● Written task 1
Using the module time calibration notes, decide whether each statement below agrees with them. Answer yes or no for each, and quote the deciding words of the notes.
(a) For lbm, the train and ref input files give different results.
(b) For lbm, time steps of 1 give a duration of about one second.
(c) The libquantum-small setting runs from 60 to 190 ms.

Module time calibration - work notes (in svn for reference)
Vlastimil Babka

Goal:
- tweak inputs or settings of CPU consuming modules to have comparable
and reasonably long isolated durations.
- classes of inputs (short, medium, long) - how to select them?

===
In the following, the develoment is ordered as newest-first.
===

==========================================

libquantum: tuned the parameters somewhat

libquantum-small: 60 - 190ms
33, 35, 39, 45, 51, 55
5

liquantum-medium: 410ms - 3s
75, 81, 95 (~1s), 99, 105, 111, 115, 117, 123 (~1s), 143 (~3s)
25

==

lbm
- time steps of 1 results in ~1s duration, getting less than that would require modifications of the input file
  and naive removal of a block in there breaks the module. The train and ref input files yield same results.


lbm-medium: 1s - 3s
steps 1,2,3

==

sjeng
- try to change the numbers on even lines in the test input file, should control depth of searching?

● Written task 2
Locate every line in the rows below that contains the string "garage", and copy each such line.

● Supplied information
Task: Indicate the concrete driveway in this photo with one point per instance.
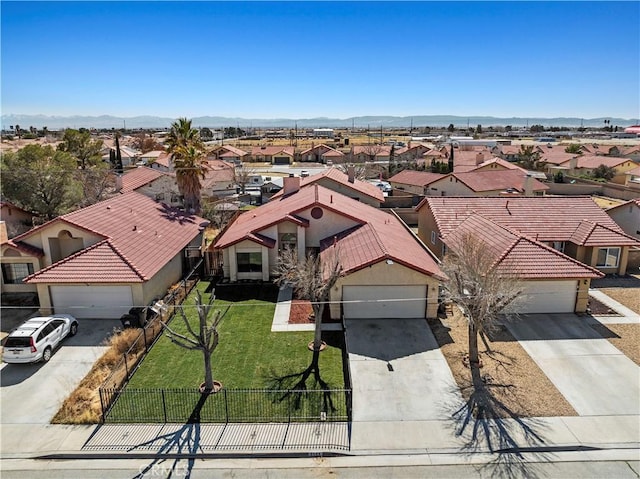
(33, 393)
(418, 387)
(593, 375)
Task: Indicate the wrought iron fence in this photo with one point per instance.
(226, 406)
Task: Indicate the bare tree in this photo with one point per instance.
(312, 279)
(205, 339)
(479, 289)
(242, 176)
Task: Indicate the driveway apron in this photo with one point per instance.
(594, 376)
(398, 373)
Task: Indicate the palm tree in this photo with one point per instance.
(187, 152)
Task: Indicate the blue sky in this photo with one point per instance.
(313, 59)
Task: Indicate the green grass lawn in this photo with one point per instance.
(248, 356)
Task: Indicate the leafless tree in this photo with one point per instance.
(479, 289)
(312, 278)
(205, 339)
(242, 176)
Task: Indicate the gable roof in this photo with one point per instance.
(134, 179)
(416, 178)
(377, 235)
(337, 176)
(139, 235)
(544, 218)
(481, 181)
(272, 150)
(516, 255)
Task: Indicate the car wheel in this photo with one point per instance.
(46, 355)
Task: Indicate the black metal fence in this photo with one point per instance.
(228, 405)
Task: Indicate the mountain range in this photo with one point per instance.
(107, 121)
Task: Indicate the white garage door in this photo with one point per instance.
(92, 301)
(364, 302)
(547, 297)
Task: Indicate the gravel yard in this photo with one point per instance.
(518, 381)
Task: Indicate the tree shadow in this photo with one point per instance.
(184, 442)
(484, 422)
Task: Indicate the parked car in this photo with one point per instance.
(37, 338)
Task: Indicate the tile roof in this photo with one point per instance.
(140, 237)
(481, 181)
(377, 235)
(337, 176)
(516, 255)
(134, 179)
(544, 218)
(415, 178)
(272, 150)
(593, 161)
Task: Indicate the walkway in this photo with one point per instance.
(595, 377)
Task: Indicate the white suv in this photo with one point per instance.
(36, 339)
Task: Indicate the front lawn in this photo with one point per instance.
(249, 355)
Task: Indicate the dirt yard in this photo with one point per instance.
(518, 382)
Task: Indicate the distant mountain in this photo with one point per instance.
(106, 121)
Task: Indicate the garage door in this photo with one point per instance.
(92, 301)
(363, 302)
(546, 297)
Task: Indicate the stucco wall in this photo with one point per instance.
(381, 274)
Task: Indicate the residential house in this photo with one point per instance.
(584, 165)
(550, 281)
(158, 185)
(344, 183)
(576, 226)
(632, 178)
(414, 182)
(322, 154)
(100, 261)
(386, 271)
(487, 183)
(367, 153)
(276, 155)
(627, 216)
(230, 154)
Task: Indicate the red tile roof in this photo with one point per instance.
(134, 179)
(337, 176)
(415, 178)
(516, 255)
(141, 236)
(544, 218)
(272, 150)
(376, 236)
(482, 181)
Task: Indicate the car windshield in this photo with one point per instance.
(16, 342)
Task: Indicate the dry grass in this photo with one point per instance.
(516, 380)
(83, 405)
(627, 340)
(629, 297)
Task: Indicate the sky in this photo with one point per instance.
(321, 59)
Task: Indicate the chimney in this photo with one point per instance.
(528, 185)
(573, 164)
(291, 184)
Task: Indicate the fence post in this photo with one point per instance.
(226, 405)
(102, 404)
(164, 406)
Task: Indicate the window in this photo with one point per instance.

* * *

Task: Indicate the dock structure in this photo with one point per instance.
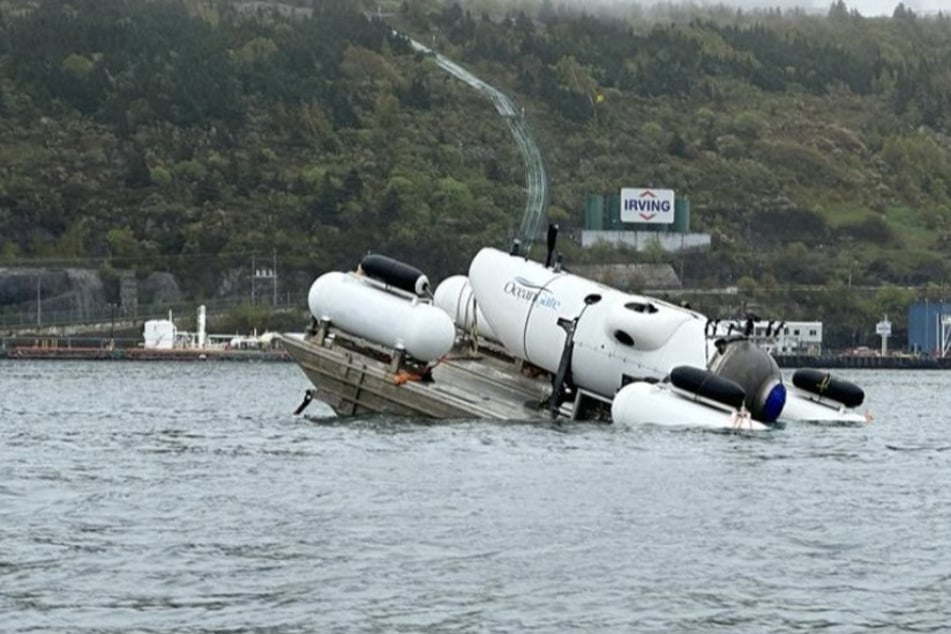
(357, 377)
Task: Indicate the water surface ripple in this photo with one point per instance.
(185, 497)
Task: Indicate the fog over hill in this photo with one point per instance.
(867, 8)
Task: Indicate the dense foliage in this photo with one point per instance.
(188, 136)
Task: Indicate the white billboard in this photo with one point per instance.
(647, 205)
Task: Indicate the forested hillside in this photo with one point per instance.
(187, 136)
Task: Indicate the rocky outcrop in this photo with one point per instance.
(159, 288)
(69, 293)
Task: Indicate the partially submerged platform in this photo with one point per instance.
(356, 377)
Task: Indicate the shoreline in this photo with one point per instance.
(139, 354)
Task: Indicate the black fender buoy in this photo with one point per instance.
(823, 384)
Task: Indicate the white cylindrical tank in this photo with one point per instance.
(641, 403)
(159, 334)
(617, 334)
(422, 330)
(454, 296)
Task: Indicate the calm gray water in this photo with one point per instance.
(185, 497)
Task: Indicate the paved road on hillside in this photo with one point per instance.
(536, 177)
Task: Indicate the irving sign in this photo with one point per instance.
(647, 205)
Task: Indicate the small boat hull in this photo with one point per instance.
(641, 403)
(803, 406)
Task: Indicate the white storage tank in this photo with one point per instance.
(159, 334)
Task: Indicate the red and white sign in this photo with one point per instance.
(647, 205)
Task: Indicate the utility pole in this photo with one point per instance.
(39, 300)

---

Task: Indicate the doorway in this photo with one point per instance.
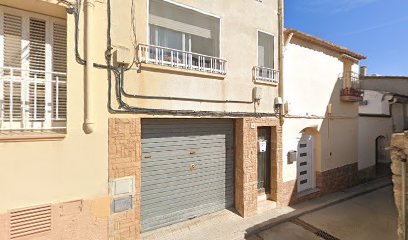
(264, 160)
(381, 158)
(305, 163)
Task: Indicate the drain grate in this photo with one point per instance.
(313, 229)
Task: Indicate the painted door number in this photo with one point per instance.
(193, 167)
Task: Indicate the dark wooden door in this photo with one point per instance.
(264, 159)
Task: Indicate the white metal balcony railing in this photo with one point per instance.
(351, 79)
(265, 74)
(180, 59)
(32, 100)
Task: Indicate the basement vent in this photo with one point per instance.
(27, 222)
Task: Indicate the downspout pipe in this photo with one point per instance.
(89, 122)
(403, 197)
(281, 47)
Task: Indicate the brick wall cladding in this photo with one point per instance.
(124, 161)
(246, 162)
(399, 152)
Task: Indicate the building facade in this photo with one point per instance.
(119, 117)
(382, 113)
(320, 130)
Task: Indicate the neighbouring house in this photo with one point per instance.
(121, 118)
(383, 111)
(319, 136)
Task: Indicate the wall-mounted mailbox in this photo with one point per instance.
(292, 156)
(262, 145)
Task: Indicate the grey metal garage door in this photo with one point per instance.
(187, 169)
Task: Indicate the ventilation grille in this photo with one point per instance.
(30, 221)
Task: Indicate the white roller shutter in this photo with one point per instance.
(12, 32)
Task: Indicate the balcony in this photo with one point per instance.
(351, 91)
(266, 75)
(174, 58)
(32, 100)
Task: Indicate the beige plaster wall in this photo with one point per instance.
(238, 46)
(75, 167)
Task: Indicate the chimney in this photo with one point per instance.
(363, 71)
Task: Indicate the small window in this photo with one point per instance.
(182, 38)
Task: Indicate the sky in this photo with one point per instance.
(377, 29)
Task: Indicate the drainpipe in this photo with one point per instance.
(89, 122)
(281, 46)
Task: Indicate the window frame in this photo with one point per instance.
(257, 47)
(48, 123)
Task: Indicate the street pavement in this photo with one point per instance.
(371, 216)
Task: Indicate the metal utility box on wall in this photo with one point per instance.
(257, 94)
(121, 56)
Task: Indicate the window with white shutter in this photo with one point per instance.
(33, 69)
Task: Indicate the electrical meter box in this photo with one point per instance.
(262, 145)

● Task response 1
(a) No: "The train and ref input files yield same results."
(b) Yes: "time steps of 1 results in ~1s duration"
(c) Yes: "libquantum-small: 60 - 190ms"

● Task response 2
Task: Indicate the white garage door in this photo with one point per instance.
Task: Indicate the garage door in this photo with one point per instance.
Task: Indicate the grey metal garage door in this photo with one point per instance.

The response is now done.